**Records for the task**
======

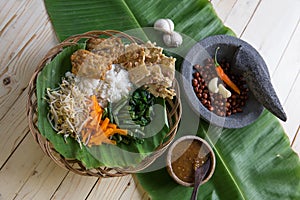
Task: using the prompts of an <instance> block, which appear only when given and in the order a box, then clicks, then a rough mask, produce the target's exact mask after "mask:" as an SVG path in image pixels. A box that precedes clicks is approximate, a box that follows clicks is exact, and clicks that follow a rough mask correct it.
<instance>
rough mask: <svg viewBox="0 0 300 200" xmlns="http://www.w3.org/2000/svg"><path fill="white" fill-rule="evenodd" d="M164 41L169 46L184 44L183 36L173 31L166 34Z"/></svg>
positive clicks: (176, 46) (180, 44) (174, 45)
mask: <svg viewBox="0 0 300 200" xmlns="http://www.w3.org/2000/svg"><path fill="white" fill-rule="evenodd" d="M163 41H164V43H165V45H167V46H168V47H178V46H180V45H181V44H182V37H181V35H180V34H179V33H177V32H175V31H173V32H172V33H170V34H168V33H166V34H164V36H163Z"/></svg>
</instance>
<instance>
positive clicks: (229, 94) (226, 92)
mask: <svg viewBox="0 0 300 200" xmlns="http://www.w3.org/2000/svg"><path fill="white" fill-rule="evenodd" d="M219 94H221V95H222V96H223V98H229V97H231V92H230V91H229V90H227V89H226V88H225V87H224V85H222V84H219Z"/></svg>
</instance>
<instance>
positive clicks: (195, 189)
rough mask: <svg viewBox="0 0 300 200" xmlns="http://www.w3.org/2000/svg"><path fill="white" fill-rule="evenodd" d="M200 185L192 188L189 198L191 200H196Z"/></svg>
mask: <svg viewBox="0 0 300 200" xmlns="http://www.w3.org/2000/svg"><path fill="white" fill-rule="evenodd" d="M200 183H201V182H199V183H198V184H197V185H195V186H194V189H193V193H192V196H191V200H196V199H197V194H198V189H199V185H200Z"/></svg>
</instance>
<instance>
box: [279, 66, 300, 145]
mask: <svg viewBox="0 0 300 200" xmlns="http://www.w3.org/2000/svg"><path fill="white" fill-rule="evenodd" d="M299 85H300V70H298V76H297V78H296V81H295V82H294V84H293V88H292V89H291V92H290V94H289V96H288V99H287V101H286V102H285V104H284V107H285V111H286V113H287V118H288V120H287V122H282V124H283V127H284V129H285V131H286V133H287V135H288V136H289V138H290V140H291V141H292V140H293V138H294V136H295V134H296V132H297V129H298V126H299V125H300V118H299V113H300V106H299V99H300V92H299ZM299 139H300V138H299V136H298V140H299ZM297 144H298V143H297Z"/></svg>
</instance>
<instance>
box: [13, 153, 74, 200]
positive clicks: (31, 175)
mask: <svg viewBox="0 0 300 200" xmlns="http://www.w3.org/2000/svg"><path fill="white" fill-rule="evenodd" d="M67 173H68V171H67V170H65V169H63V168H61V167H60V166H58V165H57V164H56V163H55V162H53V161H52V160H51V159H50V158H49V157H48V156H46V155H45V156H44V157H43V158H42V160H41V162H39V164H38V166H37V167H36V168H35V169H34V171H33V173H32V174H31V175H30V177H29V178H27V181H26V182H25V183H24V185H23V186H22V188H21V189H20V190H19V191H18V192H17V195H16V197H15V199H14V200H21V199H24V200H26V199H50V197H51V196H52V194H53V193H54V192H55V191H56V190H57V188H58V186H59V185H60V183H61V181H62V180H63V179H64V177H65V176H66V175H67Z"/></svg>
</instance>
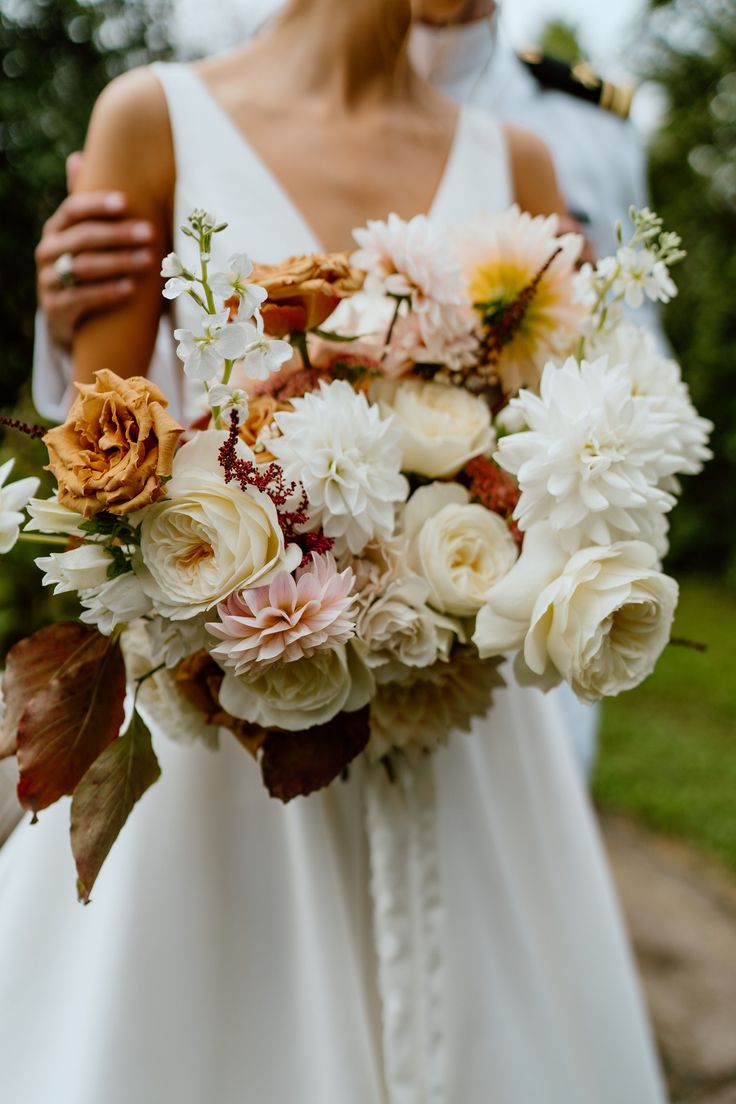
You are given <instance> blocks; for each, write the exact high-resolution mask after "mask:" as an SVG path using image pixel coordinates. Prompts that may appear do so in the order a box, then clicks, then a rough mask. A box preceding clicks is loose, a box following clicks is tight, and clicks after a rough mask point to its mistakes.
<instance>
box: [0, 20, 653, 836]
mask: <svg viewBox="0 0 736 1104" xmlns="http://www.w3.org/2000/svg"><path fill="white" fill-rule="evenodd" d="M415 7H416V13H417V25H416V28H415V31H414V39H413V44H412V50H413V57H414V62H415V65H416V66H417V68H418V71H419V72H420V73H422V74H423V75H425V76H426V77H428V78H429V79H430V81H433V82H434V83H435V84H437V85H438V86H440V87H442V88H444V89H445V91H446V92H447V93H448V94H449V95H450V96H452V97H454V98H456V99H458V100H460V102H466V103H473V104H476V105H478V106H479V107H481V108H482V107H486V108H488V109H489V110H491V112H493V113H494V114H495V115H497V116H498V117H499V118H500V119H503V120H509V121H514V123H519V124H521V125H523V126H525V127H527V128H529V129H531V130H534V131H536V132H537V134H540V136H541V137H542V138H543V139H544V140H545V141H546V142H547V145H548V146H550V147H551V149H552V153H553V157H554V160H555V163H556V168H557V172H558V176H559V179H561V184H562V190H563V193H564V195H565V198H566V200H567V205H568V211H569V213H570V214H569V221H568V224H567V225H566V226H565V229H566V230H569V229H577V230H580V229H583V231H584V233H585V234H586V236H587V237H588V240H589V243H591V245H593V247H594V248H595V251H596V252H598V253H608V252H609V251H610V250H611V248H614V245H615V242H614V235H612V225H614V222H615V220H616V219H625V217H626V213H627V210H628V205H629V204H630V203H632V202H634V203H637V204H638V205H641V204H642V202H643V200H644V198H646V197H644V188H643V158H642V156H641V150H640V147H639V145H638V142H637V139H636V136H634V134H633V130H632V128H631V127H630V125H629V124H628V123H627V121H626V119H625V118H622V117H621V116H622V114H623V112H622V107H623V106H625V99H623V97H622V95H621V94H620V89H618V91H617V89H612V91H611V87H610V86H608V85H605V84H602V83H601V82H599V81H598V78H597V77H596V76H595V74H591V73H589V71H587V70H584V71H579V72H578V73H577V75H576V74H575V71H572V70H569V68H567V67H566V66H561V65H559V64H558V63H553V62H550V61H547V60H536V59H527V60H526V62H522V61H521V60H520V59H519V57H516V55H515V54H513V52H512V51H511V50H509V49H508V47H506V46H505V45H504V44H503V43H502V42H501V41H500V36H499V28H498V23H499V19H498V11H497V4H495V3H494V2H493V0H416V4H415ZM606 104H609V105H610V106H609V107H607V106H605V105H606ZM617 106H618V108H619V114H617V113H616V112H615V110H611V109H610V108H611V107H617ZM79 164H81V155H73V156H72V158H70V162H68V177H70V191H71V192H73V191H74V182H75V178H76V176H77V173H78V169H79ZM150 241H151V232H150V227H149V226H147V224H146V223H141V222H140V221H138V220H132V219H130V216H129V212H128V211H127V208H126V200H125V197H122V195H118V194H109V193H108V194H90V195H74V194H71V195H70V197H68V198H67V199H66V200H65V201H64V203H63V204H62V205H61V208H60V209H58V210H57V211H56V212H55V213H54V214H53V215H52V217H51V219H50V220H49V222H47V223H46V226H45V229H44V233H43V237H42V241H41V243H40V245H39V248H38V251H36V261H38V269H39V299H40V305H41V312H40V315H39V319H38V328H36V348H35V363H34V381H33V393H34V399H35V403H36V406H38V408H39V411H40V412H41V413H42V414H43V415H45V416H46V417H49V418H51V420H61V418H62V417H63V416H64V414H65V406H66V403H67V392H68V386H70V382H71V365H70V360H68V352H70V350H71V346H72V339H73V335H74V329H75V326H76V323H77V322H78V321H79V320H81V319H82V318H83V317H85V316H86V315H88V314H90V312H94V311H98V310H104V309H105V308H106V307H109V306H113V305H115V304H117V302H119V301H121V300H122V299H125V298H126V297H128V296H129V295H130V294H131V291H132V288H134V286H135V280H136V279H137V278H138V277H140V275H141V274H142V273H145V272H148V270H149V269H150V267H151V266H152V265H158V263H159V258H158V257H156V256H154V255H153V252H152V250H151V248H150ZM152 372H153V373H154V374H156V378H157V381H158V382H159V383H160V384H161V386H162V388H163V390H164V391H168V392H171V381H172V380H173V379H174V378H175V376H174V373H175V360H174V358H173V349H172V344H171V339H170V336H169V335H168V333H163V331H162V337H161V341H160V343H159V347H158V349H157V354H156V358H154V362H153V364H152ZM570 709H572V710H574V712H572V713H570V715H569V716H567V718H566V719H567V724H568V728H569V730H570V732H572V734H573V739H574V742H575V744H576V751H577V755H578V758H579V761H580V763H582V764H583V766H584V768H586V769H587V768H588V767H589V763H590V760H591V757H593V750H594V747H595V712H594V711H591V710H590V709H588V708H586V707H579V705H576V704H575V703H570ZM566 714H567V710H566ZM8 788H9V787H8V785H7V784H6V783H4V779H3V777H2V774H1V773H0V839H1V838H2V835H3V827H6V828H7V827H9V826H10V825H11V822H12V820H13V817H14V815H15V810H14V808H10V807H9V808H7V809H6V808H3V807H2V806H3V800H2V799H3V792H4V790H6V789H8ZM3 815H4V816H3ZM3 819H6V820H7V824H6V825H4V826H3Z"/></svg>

======

**Work instructions**
Can you reproduce the listing above word for word, from its very beginning through the line containing "positive clicks: (176, 46)", including that line, while leaving out the pictures?

**Expected answer**
Task: using the prompts of an <instance> block, which appear only when given and in the order a box, then clicks, then a rough mask, produce the target's exact mask after "mask:" as an SVG path in image pixels. A box that precedes clicks is approximate, a box that follows clicks is exact, and clicks that follow a rough mask correct it.
<instance>
rough mask: <svg viewBox="0 0 300 200" xmlns="http://www.w3.org/2000/svg"><path fill="white" fill-rule="evenodd" d="M164 41L169 46L184 44L183 36L173 31L166 34Z"/></svg>
positive clicks: (176, 46) (180, 44) (174, 45)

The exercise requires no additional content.